— Begin EXCERPTED PASSAGE —

Sprinting is the key to field sports like football, hockey, and soccer. Plays are won or lost based on a player’s ability to execute a sprint faster than his opponent. So naturally, sprint training is an important topic in coaching. If we can figure out the best way to train sprints, then perhaps we can perform better on the field and ultimately win more games.
A group of researchers tackled this problem in the latest issue of the Journal of Strength and Conditioning Research. They asked, “What is the best way to rest between sprints during training to ensure maximum performance?” Some studies have shown that passive rest, or not moving during rest periods, is superior. Others have shown that active rest, which is when an athlete maintains motion at a very slow and easy rate, is superior. The research team devised a study to test whether the length of the rest interval affected the best way to rest.
The researchers recruited ten male recreational athletes to study. The men were generally in their mid- to late twenties and had spent about seven years in their respective sports. The men were asked to perform a thirty-second sprint on a stationary bike. The researchers tested four different conditions:
- 45 seconds rest with passive recovery
- 45 seconds rest with active recovery
- 180 seconds rest with passive recovery
- 180 seconds rest with active recovery
The results were surprising. The researchers found that the optimal mode of recovery (active or passive) depends on the length of the rest interval. In the case of 45-second rest intervals, passive recovery was the winner. The sprinters maintained higher peak power, especially in the early sprints, with passive rest. In the case of 180-second rest intervals, active recovery was the winner. In this case, the cyclists stayed on the bicycle and kept moving the pedals at a slow pace. This paid off with higher power outputs, especially during the later sprints.

— End EXCERPTED PASSAGE —
— Begin GIVEN RECORDS —

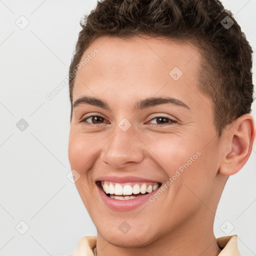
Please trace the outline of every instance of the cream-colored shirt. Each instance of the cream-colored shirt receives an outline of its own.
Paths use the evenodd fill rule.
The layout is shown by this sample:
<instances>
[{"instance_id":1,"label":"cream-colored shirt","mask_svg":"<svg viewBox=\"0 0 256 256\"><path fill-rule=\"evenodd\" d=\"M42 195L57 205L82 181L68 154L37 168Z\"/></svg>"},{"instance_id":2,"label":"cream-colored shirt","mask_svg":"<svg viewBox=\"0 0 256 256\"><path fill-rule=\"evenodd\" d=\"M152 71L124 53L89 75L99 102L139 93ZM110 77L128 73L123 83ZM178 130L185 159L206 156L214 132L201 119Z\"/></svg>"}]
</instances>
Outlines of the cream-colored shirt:
<instances>
[{"instance_id":1,"label":"cream-colored shirt","mask_svg":"<svg viewBox=\"0 0 256 256\"><path fill-rule=\"evenodd\" d=\"M96 246L96 236L84 236L79 242L76 250L69 256L94 256L94 248ZM217 244L222 248L218 256L241 256L238 246L236 234L217 238Z\"/></svg>"}]
</instances>

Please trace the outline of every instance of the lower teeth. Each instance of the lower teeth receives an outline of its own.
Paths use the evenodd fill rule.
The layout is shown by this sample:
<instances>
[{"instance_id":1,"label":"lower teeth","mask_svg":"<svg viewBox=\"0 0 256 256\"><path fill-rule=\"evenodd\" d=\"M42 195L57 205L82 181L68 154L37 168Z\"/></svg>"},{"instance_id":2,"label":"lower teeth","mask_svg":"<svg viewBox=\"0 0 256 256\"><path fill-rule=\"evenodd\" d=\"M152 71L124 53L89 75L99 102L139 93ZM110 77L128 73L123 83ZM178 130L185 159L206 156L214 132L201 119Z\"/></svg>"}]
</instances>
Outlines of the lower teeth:
<instances>
[{"instance_id":1,"label":"lower teeth","mask_svg":"<svg viewBox=\"0 0 256 256\"><path fill-rule=\"evenodd\" d=\"M148 193L146 193L148 194ZM141 196L142 194L134 196L114 196L114 194L108 194L110 198L112 198L113 199L116 199L117 200L130 200L130 199L134 199L136 198L138 196Z\"/></svg>"}]
</instances>

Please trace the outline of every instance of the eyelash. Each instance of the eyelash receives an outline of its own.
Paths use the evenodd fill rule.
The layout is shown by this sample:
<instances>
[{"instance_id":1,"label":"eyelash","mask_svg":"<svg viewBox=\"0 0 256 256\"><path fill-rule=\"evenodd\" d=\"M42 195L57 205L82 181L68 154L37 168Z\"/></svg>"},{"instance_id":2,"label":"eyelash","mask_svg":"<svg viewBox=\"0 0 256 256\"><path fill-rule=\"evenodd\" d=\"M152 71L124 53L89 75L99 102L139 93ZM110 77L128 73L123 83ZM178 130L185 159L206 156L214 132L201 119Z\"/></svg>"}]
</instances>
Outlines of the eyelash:
<instances>
[{"instance_id":1,"label":"eyelash","mask_svg":"<svg viewBox=\"0 0 256 256\"><path fill-rule=\"evenodd\" d=\"M94 117L98 117L98 118L102 118L104 120L105 120L105 118L103 118L102 116L88 116L87 118L86 118L84 119L82 119L82 120L81 120L79 122L86 122L86 126L97 126L97 125L98 125L98 124L91 124L91 123L90 123L90 122L87 122L86 121L86 120L87 119L89 118L94 118ZM167 118L166 116L156 116L155 118L151 119L150 120L150 121L148 122L150 122L150 121L152 121L152 120L154 120L154 119L156 119L156 118L164 118L164 119L166 119L168 120L170 122L171 124L149 124L150 126L166 126L166 125L170 125L170 124L175 124L175 123L176 123L178 122L177 121L175 120L173 120L172 119L171 119L169 118Z\"/></svg>"}]
</instances>

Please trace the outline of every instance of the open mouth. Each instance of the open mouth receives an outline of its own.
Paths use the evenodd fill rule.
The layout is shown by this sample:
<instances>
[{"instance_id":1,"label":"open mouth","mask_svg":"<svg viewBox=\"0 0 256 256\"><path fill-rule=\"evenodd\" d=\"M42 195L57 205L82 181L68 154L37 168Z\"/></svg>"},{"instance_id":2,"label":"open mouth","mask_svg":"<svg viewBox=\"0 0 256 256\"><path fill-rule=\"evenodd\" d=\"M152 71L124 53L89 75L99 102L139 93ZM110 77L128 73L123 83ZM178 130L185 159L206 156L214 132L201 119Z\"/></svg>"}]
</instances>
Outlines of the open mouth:
<instances>
[{"instance_id":1,"label":"open mouth","mask_svg":"<svg viewBox=\"0 0 256 256\"><path fill-rule=\"evenodd\" d=\"M102 180L98 184L108 196L117 200L134 199L152 192L161 186L157 182L118 183Z\"/></svg>"}]
</instances>

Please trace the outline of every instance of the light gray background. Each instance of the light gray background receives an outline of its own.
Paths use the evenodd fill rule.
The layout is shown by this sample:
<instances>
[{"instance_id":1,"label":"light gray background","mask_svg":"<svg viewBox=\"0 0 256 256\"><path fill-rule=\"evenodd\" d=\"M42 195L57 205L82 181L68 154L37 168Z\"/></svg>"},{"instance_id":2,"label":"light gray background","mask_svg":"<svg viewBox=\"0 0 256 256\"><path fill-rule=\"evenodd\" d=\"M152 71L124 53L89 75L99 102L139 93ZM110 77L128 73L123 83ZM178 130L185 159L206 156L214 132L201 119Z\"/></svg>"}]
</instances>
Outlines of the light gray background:
<instances>
[{"instance_id":1,"label":"light gray background","mask_svg":"<svg viewBox=\"0 0 256 256\"><path fill-rule=\"evenodd\" d=\"M96 2L0 0L0 256L65 255L82 236L96 234L66 178L68 85L52 100L46 98L68 76L79 21ZM255 50L256 0L222 2ZM23 30L16 24L24 26L26 19ZM253 110L256 120L256 102ZM21 118L29 124L24 132L16 126ZM230 234L238 234L240 252L248 256L256 255L256 163L254 146L245 166L228 180L214 226L217 237L234 228ZM18 230L25 230L21 220L29 226L23 235Z\"/></svg>"}]
</instances>

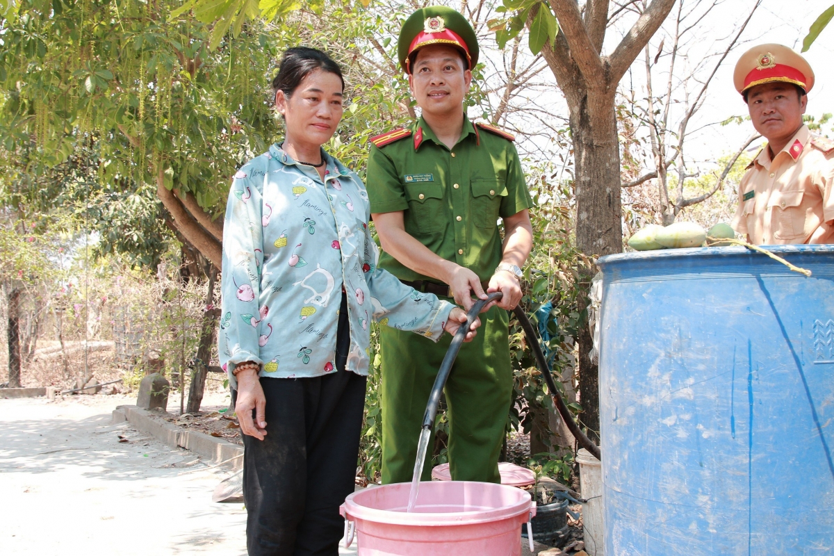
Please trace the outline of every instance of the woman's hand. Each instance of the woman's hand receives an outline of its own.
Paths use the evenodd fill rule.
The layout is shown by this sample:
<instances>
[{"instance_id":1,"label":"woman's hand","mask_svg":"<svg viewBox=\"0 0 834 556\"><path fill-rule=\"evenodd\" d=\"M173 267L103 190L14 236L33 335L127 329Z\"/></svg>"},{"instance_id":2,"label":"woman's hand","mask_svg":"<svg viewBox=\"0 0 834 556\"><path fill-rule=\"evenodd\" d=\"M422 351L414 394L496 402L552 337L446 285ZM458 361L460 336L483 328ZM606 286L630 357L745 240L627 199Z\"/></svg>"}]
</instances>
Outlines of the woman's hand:
<instances>
[{"instance_id":1,"label":"woman's hand","mask_svg":"<svg viewBox=\"0 0 834 556\"><path fill-rule=\"evenodd\" d=\"M266 436L266 398L260 386L257 371L247 368L236 375L238 379L238 399L234 404L234 413L240 422L240 431L244 434L263 440ZM252 410L255 410L255 420L252 420Z\"/></svg>"},{"instance_id":2,"label":"woman's hand","mask_svg":"<svg viewBox=\"0 0 834 556\"><path fill-rule=\"evenodd\" d=\"M443 325L443 329L450 333L452 336L457 333L458 328L460 325L466 322L466 313L460 307L455 307L452 309L452 312L449 313L449 319ZM464 338L464 342L471 342L475 337L478 334L475 331L480 326L480 318L475 318L472 324L470 325L469 332L466 333L466 338Z\"/></svg>"}]
</instances>

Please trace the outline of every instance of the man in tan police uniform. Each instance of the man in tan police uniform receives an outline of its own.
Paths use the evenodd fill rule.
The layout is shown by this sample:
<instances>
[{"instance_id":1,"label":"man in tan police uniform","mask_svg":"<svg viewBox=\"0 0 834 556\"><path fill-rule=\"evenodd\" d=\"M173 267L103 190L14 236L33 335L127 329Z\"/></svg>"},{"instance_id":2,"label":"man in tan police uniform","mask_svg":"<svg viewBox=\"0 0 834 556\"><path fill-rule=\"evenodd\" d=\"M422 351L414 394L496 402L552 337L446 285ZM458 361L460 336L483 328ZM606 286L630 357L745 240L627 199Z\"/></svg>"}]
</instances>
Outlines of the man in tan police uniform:
<instances>
[{"instance_id":1,"label":"man in tan police uniform","mask_svg":"<svg viewBox=\"0 0 834 556\"><path fill-rule=\"evenodd\" d=\"M741 55L733 81L767 144L739 184L732 227L758 245L834 243L834 142L802 123L811 66L787 47L762 44Z\"/></svg>"}]
</instances>

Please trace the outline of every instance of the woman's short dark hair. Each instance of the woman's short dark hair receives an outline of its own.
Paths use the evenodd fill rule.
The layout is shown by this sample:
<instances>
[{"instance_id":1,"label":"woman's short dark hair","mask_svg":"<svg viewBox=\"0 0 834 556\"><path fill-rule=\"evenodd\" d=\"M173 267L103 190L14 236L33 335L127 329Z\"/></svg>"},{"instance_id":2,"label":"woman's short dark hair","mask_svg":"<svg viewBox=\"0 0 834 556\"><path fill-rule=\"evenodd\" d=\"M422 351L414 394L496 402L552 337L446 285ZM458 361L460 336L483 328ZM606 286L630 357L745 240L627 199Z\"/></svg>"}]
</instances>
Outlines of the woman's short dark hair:
<instances>
[{"instance_id":1,"label":"woman's short dark hair","mask_svg":"<svg viewBox=\"0 0 834 556\"><path fill-rule=\"evenodd\" d=\"M317 69L339 76L342 82L342 91L344 91L342 68L333 58L317 48L294 47L287 48L281 58L278 75L272 80L273 94L284 91L284 94L289 98L304 78Z\"/></svg>"}]
</instances>

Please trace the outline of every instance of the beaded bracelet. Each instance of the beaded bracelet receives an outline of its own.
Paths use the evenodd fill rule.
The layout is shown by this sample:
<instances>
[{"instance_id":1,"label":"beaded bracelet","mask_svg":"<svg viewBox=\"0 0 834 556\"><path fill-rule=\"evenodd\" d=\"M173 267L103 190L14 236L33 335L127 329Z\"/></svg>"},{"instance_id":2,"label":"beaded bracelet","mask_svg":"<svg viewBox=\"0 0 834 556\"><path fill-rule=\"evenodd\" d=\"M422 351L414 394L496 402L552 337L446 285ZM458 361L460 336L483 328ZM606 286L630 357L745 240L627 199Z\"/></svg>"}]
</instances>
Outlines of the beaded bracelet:
<instances>
[{"instance_id":1,"label":"beaded bracelet","mask_svg":"<svg viewBox=\"0 0 834 556\"><path fill-rule=\"evenodd\" d=\"M232 369L232 376L238 376L238 373L241 371L245 371L249 368L254 370L256 373L260 371L260 365L254 361L247 361L246 363L242 363L239 365L235 365L234 368Z\"/></svg>"}]
</instances>

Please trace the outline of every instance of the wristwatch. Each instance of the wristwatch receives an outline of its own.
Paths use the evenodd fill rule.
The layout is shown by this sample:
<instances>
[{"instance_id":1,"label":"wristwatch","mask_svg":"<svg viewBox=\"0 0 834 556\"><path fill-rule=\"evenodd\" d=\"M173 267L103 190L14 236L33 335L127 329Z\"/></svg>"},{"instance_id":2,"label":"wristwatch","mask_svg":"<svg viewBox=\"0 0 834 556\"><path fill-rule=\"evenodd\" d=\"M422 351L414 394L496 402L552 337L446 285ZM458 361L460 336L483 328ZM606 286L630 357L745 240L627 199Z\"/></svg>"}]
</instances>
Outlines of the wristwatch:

— End GIVEN RECORDS —

# TASK REQUIREMENTS
1. In the sprint recovery article, which recovery mode led to higher peak power when the rest intervals lasted 45 seconds?
2. Please write the next paragraph of the sprint recovery article, picking up after its final sentence.

# OUTPUTS IN ORDER
1. Passive recovery.

2.
Why this difference? Well, we don’t know exactly. The researchers theorized that active recovery may interfere with the first stage of phosphocreatine regeneration. This would explain why passive recovery was beneficial for short rest intervals. Active recovery does a better job of removing cellular waste products like hydrogen ions. This is primarily accomplished through greater blood flow caused by the motion of active recovery. The sum total of this effect provided an advantage for active recovery during the longer, 180-second rest intervals.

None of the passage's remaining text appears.